* begin MATERIAL SUPPLIED *

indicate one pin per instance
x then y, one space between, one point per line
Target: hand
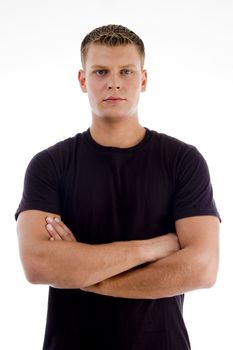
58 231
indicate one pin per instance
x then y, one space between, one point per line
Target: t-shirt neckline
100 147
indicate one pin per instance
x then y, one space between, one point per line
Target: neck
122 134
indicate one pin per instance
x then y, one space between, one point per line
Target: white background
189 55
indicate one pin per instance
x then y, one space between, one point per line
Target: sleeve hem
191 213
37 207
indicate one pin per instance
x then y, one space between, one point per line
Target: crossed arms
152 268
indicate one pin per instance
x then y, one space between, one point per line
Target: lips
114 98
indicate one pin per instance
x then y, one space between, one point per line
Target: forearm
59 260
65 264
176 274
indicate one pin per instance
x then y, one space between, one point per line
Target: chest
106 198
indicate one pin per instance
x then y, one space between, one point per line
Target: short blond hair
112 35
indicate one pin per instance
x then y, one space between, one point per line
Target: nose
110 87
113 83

* end MATERIAL SUPPLIED *

* _THE EXERCISE_:
Set out all the records above as a two-column CSV with the columns text and answer, one row per record, each field in double quotes and every line break turned into a space. Leave the pictures out.

* _THE RESULT_:
text,answer
"indicate one pin per instance x then y, one space between, one point per line Target: hand","58 231"
"indicate one pin per instance x then y, one space between, one point per line Target: t-shirt neckline","100 147"
"indicate one pin per instance x then y, one space between, one point per line Target: neck","122 134"
"indicate one pin per instance x then y, one space between, one point per line Target: white background","189 55"
"indicate one pin per instance x then y, one space between, one point per line Target: sleeve hem","191 213 37 207"
"indicate one pin per instance x then y, one space between, one point per line Target: crossed arms","152 268"
"indicate one pin per instance x then y, one space between, one point per line Target: lips","114 98"
"indicate one pin per instance x then y, one space between, one point per line Target: forearm","59 260 65 264 176 274"
"indicate one pin per instance x then y, one space between, one point per line Target: chest","106 198"
"indicate one pin per instance x then y, one space between, one point per line Target: short blond hair","112 35"
"indicate one pin per instance x then y, one space between, one point per line Target: nose","110 87 113 83"